**GIVEN TEXT**.
Khoury: This rupture does weaken the Houthis to some extent, but strategically it doesn’t change too much on the ground. The fact that Saleh was not aided in any way by the Arab coalition tells you where the strategic weakness lies. If they encouraged him to rebel against the Houthis they did not have the means on the ground to assist him. Assisting with aerial action does not change anything on the ground.

The forces that more or less are loyal to the Saudis, Emiratis, and Hadi are south of Sana‘a. They are not in any shape to assault the capital. In terms of holding on to Sana‘a, the Houthis still have the upper hand and I still don’t put much faith in a military conclusion to this war.

Q: What are the Houthis objectives?

**PROVIDED MATERIAL**.
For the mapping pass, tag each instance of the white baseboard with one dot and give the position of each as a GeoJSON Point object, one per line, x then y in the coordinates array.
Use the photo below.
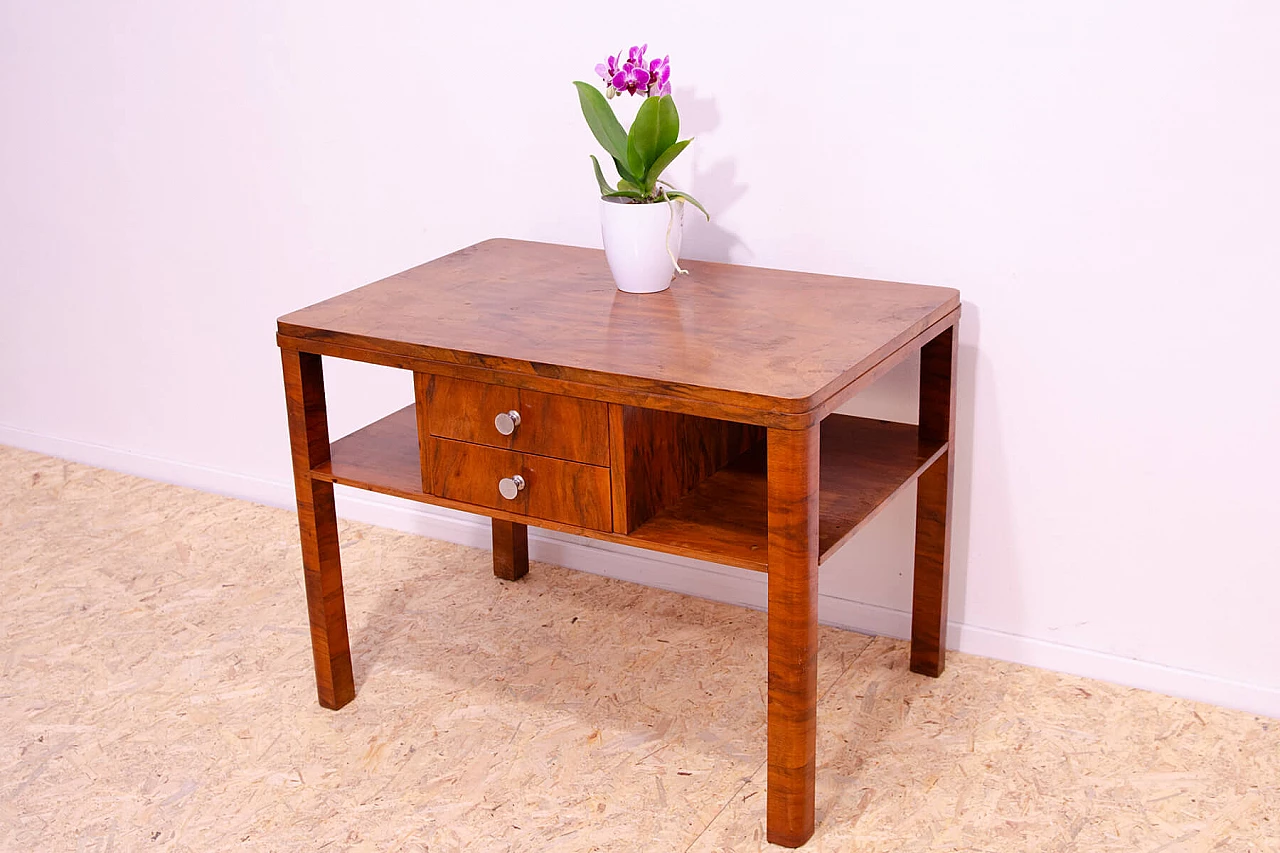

**SET TASKS**.
1. Answer these questions about the Yemen interview:
(a) Who did not aid Saleh in any way?
(b) Where are the forces loyal to the Saudis, Emiratis, and Hadi located?
(c) Who still has the upper hand in holding on to Sana‘a?
2. Can you reproduce the Yemen interview word for word, from "The forces that" up to and including "to this war."?

**ANSWERS IN ORDER**.
1.
(a) The Arab coalition.
(b) South of Sana‘a.
(c) The Houthis.

2.
The forces that more or less are loyal to the Saudis, Emiratis, and Hadi are south of Sana‘a. They are not in any shape to assault the capital. In terms of holding on to Sana‘a, the Houthis still have the upper hand and I still don’t put much faith in a military conclusion to this war.